[AIM] Copy all of the records below verbatim, line by line, but omit the pictures.

[DATA SHOWN]
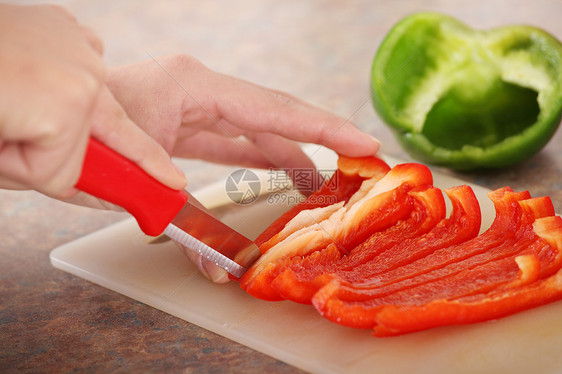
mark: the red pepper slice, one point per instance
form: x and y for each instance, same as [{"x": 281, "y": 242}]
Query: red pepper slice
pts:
[
  {"x": 385, "y": 257},
  {"x": 400, "y": 319},
  {"x": 512, "y": 263},
  {"x": 371, "y": 209},
  {"x": 304, "y": 276}
]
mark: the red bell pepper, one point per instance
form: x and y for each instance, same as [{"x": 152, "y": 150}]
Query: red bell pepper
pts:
[
  {"x": 385, "y": 257},
  {"x": 306, "y": 275},
  {"x": 371, "y": 209}
]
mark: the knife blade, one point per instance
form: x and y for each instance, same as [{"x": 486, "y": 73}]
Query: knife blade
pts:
[{"x": 159, "y": 209}]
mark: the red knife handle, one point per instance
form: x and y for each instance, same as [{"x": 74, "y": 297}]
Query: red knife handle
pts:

[FINAL RESULT]
mark: the red pepper slice, one point per instance
form: x and y for each instance, same as [{"x": 281, "y": 242}]
Query: red pepper slice
pts:
[
  {"x": 385, "y": 257},
  {"x": 400, "y": 319},
  {"x": 512, "y": 263},
  {"x": 371, "y": 209},
  {"x": 304, "y": 276}
]
mark: the red bell pepper, one point per instance
form: x and y for each instance, same as [{"x": 152, "y": 150}]
Query: red bell pepper
pts:
[
  {"x": 385, "y": 257},
  {"x": 306, "y": 275},
  {"x": 371, "y": 209}
]
mark: the knife blade, one point per instance
form: x and y for each instance, same as [{"x": 486, "y": 73}]
Query: knife blade
pts:
[{"x": 159, "y": 209}]
mark: the red knife handle, one point per instance
form: x and y for each instance, same as [{"x": 74, "y": 297}]
Query: red knife handle
pts:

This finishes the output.